- [DESCRIPTION OF THE TASK]: Arrange the rows as a Markdown table with the columns n and Line, numbering each line and leaving out blank lines. Include only the lines starting with the line that contains "Indicate the glowing" and going on through the line that contains "[(304, 202)]".

☆ ☆ ☆ ☆ ☆ ☆ ☆

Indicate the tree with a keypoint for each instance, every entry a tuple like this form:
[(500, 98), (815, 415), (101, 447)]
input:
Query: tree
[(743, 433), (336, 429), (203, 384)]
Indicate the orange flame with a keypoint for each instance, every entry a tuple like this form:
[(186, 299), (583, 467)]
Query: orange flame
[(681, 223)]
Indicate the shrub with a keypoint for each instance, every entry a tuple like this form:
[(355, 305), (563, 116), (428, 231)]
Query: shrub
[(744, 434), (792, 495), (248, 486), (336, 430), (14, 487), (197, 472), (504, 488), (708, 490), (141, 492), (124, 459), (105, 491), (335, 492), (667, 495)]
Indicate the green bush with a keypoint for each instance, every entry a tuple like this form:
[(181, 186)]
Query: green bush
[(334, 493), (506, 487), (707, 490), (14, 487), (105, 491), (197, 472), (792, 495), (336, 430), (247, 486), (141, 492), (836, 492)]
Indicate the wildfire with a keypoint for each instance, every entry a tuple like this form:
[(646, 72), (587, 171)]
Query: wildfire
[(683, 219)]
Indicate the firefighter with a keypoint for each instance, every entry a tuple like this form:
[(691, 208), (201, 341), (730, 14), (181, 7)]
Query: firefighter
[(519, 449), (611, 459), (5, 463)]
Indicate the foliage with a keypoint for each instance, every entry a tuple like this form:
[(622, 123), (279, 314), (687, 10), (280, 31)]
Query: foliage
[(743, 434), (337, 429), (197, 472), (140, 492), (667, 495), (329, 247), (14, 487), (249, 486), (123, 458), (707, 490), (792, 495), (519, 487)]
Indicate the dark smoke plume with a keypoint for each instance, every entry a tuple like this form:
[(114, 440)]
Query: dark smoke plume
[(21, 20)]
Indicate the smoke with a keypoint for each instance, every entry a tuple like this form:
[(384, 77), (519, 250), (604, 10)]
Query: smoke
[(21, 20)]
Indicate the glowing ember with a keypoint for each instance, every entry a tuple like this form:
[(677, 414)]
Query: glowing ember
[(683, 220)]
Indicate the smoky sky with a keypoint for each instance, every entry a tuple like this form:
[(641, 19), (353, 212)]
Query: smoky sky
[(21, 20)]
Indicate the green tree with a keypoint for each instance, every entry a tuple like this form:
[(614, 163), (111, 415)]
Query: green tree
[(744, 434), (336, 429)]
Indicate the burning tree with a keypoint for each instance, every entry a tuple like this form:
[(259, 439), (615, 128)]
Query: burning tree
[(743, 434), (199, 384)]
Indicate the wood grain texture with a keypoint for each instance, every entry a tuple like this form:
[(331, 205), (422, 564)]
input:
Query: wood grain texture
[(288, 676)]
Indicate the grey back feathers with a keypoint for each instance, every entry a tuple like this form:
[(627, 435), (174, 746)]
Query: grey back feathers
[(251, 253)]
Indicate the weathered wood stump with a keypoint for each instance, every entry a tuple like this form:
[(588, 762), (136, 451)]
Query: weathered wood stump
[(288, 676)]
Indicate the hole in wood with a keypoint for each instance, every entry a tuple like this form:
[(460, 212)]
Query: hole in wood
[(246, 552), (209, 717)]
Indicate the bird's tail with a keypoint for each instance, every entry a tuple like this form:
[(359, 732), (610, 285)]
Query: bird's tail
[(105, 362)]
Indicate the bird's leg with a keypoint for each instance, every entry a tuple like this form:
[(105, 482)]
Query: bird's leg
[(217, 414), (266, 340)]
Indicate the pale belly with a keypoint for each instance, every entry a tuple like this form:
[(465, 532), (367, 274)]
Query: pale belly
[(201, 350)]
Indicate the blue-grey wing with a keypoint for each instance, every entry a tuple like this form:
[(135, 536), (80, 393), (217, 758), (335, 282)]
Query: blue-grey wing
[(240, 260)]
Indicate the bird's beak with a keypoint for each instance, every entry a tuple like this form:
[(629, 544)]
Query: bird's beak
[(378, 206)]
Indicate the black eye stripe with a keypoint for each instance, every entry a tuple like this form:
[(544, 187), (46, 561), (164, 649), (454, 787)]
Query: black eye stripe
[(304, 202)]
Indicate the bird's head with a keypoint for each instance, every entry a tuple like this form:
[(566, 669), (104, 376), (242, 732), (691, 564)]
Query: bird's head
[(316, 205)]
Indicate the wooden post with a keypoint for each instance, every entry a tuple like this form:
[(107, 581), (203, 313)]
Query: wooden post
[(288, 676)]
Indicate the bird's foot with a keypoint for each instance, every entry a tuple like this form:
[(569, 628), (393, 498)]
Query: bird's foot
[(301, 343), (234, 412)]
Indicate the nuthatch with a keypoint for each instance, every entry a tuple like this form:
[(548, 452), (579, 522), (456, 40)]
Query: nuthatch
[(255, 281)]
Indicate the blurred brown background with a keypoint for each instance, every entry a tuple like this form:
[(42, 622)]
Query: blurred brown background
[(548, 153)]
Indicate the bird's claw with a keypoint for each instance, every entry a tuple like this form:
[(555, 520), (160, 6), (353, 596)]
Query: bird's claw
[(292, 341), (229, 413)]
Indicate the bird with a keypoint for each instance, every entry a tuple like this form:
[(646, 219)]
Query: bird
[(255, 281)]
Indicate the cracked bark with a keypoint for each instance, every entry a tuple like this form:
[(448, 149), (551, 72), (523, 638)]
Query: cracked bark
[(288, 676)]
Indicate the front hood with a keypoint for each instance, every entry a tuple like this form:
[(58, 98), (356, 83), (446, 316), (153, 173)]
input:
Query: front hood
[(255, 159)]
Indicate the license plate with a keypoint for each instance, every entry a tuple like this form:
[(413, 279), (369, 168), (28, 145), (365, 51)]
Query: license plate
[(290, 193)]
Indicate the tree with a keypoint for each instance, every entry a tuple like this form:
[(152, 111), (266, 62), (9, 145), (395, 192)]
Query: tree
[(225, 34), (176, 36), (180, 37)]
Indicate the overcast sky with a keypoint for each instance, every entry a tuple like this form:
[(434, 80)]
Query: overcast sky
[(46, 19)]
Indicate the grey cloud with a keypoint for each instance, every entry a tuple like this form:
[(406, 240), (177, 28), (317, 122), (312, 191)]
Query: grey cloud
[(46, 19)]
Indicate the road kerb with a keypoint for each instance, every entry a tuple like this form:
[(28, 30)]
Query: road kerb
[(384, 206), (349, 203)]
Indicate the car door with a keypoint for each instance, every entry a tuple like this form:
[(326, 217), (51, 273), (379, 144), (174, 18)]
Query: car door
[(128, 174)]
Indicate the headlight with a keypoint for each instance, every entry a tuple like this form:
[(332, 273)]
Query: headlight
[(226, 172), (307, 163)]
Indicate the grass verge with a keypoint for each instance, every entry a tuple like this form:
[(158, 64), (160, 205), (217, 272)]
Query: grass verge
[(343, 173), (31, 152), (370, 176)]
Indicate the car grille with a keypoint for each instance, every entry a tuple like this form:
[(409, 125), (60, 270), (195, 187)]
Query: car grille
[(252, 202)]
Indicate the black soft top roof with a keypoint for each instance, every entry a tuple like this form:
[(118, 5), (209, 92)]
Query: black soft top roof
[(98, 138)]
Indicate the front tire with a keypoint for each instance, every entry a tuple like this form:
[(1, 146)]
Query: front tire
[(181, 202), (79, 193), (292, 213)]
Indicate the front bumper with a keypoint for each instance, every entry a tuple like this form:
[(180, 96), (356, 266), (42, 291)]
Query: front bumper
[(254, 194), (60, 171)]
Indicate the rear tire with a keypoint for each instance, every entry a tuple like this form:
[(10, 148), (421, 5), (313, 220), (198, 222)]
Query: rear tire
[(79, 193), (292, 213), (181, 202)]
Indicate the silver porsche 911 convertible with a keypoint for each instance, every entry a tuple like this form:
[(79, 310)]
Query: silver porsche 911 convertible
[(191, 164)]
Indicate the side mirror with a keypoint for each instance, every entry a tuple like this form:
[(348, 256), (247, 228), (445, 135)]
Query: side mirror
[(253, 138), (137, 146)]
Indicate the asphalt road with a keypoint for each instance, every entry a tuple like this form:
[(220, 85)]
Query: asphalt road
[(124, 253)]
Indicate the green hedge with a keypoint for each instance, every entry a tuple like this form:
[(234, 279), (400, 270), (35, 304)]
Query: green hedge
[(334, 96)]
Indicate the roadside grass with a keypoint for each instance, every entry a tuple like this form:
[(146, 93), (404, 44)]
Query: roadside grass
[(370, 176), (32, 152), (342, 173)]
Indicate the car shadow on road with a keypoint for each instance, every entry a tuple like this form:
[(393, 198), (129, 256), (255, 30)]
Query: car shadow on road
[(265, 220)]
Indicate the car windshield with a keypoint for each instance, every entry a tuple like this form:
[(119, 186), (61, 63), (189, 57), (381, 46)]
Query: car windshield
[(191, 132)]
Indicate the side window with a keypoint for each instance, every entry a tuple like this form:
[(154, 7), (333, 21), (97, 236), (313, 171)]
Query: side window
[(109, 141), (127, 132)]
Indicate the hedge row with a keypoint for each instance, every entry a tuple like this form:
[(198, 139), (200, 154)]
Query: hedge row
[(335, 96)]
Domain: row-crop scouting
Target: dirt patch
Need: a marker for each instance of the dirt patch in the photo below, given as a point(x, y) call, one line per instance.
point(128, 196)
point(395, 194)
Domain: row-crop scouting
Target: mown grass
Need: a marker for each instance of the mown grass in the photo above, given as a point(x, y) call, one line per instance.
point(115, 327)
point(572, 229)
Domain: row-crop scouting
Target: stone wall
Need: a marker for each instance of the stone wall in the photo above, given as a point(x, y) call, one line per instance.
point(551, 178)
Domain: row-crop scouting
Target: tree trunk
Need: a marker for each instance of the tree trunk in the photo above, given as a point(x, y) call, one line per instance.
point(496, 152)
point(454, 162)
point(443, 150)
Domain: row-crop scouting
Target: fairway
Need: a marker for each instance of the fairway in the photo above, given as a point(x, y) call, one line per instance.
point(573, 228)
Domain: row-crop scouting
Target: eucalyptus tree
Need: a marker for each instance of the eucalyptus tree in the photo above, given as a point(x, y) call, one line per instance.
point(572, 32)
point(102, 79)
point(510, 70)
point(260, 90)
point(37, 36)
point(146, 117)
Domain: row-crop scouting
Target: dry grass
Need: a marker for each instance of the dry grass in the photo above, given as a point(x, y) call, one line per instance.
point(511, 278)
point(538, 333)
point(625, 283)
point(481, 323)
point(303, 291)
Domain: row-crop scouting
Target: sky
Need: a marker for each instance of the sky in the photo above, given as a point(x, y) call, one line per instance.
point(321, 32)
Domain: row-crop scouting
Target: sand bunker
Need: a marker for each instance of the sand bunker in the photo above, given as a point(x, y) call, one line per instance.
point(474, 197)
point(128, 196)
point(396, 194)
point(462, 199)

☆ ☆ ☆ ☆ ☆ ☆ ☆

- [EXERCISE OUTPUT]:
| n | Line |
|---|---|
| 1 | Indicate the glowing ember with a keypoint for each instance, every entry a tuple like this form: |
| 2 | [(677, 414)] |
| 3 | Query: glowing ember |
| 4 | [(683, 220)] |
| 5 | Indicate the smoky sky with a keypoint for each instance, every entry a tuple like this form: |
| 6 | [(641, 19), (353, 212)] |
| 7 | Query: smoky sky |
| 8 | [(21, 20)] |
| 9 | Indicate the green tree with a keypoint for each instance, every entry a tuple like this form: |
| 10 | [(614, 163), (111, 415)] |
| 11 | Query: green tree |
| 12 | [(744, 434), (336, 429)] |
| 13 | Indicate the burning tree with a keypoint for each instance, every entry a tuple like this form: |
| 14 | [(259, 439), (615, 128)] |
| 15 | Query: burning tree |
| 16 | [(743, 434), (199, 384)] |
| 17 | Indicate the wood grain texture with a keypoint for each instance, every entry a tuple like this form: |
| 18 | [(331, 205), (422, 564)] |
| 19 | input: |
| 20 | Query: wood grain texture |
| 21 | [(288, 676)] |
| 22 | Indicate the grey back feathers with a keypoint for each instance, every entry a tuple like this form: |
| 23 | [(627, 435), (174, 746)] |
| 24 | Query: grey back feathers |
| 25 | [(251, 253)] |
| 26 | Indicate the weathered wood stump with a keypoint for each instance, every entry a tuple like this form: |
| 27 | [(588, 762), (136, 451)] |
| 28 | Query: weathered wood stump |
| 29 | [(288, 676)] |
| 30 | Indicate the hole in wood with a keypoint for each instance, every entry a tuple like this form: |
| 31 | [(460, 212)] |
| 32 | Query: hole in wood |
| 33 | [(246, 552), (209, 717)] |
| 34 | Indicate the bird's tail with a keypoint for each instance, every entry a tuple like this form: |
| 35 | [(359, 732), (610, 285)] |
| 36 | Query: bird's tail |
| 37 | [(105, 362)] |
| 38 | Indicate the bird's leg with a keypoint for each instance, every entry a tuple like this form: |
| 39 | [(105, 482)] |
| 40 | Query: bird's leg |
| 41 | [(217, 414), (266, 340)] |
| 42 | Indicate the pale belly with a keypoint for each instance, every entry a tuple like this form: |
| 43 | [(465, 532), (367, 274)] |
| 44 | Query: pale belly |
| 45 | [(201, 350)] |
| 46 | Indicate the blue-grey wing with a keypoint for each instance, every entry a tuple like this form: |
| 47 | [(135, 536), (80, 393), (217, 758), (335, 282)] |
| 48 | Query: blue-grey wing |
| 49 | [(240, 260)] |
| 50 | Indicate the bird's beak with a keypoint for each instance, every entry a tuple like this form: |
| 51 | [(629, 544)] |
| 52 | Query: bird's beak |
| 53 | [(378, 206)] |
| 54 | Indicate the black eye stripe with a keypoint for each instance, every entry a tuple like this form: |
| 55 | [(544, 187), (46, 561), (164, 649), (454, 787)] |
| 56 | Query: black eye stripe |
| 57 | [(304, 202)] |